* [RECORDED INFORMATION]:
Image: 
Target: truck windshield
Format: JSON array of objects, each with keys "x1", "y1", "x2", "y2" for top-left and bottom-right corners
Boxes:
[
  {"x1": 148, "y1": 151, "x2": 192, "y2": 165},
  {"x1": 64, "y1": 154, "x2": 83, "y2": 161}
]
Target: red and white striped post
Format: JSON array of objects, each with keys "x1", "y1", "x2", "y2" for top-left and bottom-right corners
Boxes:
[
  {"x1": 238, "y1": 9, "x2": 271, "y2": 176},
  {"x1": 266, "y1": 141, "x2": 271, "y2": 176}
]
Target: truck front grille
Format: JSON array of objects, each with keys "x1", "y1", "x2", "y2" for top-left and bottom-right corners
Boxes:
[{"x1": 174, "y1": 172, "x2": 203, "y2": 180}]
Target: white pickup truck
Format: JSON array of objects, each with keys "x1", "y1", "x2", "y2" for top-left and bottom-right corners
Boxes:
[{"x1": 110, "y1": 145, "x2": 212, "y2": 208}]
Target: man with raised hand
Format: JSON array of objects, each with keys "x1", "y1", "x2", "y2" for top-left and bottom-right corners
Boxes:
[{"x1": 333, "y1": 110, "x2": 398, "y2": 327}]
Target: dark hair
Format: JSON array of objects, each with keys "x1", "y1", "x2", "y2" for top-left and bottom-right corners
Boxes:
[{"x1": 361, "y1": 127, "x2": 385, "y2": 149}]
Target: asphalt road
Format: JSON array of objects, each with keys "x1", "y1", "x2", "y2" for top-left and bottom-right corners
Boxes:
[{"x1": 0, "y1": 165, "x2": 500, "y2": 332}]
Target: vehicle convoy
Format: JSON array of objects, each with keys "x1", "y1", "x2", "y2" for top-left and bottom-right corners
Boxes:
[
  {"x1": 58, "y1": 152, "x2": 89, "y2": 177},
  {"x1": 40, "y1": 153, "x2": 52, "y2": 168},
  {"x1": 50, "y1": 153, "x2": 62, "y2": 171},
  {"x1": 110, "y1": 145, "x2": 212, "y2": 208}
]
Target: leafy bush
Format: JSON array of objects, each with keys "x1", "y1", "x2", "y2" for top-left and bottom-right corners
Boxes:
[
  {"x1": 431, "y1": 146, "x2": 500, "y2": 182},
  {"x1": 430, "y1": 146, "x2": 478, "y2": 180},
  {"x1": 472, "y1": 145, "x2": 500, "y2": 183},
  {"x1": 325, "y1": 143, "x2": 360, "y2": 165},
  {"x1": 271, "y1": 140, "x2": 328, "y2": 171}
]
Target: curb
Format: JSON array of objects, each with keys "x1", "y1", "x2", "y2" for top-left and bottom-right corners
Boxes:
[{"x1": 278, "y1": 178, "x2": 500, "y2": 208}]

* [INSTRUCTIONS TO FOLLOW]:
Copy the data from the line that contains "Target: vehicle convoy" through to the end, changing nothing except the answer coordinates, each of which should be raised by 112.

* [RESULT]:
Target: vehicle convoy
Format: JSON array of objects, each with keys "x1", "y1", "x2", "y2" for top-left and bottom-right corners
Boxes:
[
  {"x1": 170, "y1": 264, "x2": 201, "y2": 289},
  {"x1": 152, "y1": 265, "x2": 164, "y2": 280},
  {"x1": 162, "y1": 265, "x2": 174, "y2": 283},
  {"x1": 222, "y1": 257, "x2": 324, "y2": 320}
]
Target: leafy bush
Format: JSON array of objects, each with keys "x1", "y1", "x2", "y2" for top-left and bottom-right corners
Boxes:
[
  {"x1": 543, "y1": 258, "x2": 612, "y2": 294},
  {"x1": 542, "y1": 258, "x2": 590, "y2": 292},
  {"x1": 584, "y1": 257, "x2": 612, "y2": 295},
  {"x1": 437, "y1": 255, "x2": 472, "y2": 277},
  {"x1": 383, "y1": 252, "x2": 440, "y2": 283}
]
Target: curb
Format: JSON array of objects, each with keys "x1", "y1", "x2", "y2" for top-left and bottom-right corners
Boxes:
[{"x1": 390, "y1": 290, "x2": 612, "y2": 320}]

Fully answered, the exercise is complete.